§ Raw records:
====
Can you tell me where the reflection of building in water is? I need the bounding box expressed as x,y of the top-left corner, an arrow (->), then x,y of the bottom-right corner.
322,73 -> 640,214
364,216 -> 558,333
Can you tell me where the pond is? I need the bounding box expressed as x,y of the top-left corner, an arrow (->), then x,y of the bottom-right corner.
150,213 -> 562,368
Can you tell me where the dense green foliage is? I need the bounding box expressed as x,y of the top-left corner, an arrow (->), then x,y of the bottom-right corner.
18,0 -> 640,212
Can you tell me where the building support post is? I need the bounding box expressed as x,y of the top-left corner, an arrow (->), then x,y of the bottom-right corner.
====
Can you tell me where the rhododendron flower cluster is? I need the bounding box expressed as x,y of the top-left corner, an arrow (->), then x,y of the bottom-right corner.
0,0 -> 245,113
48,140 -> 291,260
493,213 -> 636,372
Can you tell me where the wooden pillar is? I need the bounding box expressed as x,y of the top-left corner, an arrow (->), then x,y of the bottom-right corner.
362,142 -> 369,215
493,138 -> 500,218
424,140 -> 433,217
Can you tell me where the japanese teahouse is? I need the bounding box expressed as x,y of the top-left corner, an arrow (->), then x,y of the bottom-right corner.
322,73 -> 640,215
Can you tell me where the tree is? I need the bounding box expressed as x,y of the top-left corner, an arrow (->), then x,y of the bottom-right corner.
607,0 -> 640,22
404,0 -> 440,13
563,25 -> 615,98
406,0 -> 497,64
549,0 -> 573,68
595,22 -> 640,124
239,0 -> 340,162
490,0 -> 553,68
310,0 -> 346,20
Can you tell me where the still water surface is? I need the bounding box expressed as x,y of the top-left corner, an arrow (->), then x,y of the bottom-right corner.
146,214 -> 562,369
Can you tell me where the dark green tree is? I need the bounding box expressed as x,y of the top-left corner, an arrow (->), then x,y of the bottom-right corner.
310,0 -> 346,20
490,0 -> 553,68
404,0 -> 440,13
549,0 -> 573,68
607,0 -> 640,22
====
§ Task description: Write out again the lines above from the one containing "Can you tell me where the tree" through the one containing "595,22 -> 640,124", both included. Keep the request as it stands, and shift every coordinate in the answers by adding 124 to it.

§ Output below:
Can you tell me where the tree is? I need the bounding box expressed as x,y of the top-left corner, an arrow (->), then x,y of the bottom-right corner.
731,124 -> 764,146
528,124 -> 564,137
687,149 -> 739,222
530,124 -> 621,188
673,124 -> 697,192
719,146 -> 764,248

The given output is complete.